• **Work required**:
Please retype the data below line for line, keeping every word, number, and symbol unchanged.

• **Task data**:
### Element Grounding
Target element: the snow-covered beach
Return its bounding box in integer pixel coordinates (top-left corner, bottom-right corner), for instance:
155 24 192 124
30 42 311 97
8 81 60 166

• **The solution**:
### Element Grounding
Target element: the snow-covered beach
Return its bounding box in integer pixel coordinates (top-left corner, bottom-right corner), for instance:
155 24 192 124
30 42 311 97
8 81 60 166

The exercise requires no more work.